──────── Data records

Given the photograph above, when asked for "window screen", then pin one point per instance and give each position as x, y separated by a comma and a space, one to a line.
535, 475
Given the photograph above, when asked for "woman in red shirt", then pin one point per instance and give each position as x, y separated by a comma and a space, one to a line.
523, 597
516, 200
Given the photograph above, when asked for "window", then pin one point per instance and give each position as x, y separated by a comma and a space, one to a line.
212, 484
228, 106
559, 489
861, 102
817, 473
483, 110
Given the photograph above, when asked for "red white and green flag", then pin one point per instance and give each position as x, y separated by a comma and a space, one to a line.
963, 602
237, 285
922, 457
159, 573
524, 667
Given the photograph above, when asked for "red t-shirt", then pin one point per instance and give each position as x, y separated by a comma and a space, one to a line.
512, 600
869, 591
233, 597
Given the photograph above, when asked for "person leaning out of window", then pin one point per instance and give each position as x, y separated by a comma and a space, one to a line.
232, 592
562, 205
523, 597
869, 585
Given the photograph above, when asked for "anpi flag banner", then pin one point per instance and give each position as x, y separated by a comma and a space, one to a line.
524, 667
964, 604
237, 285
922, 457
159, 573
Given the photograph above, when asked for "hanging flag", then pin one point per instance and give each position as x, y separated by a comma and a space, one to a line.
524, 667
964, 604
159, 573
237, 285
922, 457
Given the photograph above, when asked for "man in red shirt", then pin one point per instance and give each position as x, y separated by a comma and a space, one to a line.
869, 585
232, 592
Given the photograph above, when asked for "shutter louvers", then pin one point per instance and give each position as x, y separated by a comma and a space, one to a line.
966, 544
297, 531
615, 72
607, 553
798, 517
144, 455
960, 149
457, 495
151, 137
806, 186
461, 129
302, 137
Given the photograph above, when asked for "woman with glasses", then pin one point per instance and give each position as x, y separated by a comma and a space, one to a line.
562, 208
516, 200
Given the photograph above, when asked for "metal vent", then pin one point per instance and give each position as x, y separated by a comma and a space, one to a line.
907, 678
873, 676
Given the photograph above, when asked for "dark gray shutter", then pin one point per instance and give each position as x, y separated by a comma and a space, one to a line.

────────────────

* Your goal:
An exact copy of every record is what the answer must contain.

* Solved exercise:
Given the photograph above, when asked for "window screen", then pin one point per instance and give each position as x, y separated by a comma and a space, one to a line.
535, 475
Given the photograph above, when asked for "woman in red shirt", then pin one point per instance and give each position as x, y separated by a comma and a space, one to a line.
523, 597
516, 200
Given the photograph above, when asked for "window", then pin one point per instance and give each position as x, y separated by a comma and a space, one to a line.
212, 484
228, 106
559, 489
861, 102
817, 473
483, 110
Given the photograph above, when asked for "red white and green flag", then pin one point per instance and give each position as x, y separated by a comma and a space, one to a line.
963, 602
237, 285
922, 457
159, 573
524, 667
Given the photograph above, when asked for "red t-shirt", then pin one point per instance and give each position as x, y separated by a comma and a space, one to a line.
512, 600
869, 591
233, 597
Given the photograph above, when asked for "person leaning out of window", then pin one point per instance and give each position as x, y separated by a comma and a space, one to a line.
232, 592
562, 205
523, 597
869, 585
Given the photograph above, when asked for "anpi flag banner", then pin one point per instance and give each position as x, y separated by a comma and a space, one to a line.
524, 667
964, 604
237, 285
922, 457
159, 573
Given the photograph above, when asked for "hanging flag", then pin one point per instance and give each position as x, y separated by a comma and a space, one to a line.
524, 667
964, 604
159, 573
237, 285
922, 457
Given the photograph above, when asked for "man in red shirt", then pin one point per instance and give each position as x, y separated by a comma and a space, one to a line.
869, 585
232, 592
Given the photograph above, when asked for "shutter louvers", then pin one point per instance and give each position as x, y separated by a comma and a space, one to a line.
966, 544
297, 531
615, 72
607, 553
798, 517
144, 455
960, 149
457, 495
151, 137
806, 186
461, 129
302, 137
Given the photograph above, when asked for "woman with glasses", then pin one point per instance and give each position as x, y separated by a comma and a space, one to a line.
562, 208
516, 200
Given the photograph above, when asked for "metal vent", then pin one point per instance and give each position as x, y separated by a comma and a space, one to a line.
907, 678
873, 676
Given the photograph above, when asked for "dark gray shutter", then pin one point per instance and give each position as x, y separated by a comma and a space, one to a line.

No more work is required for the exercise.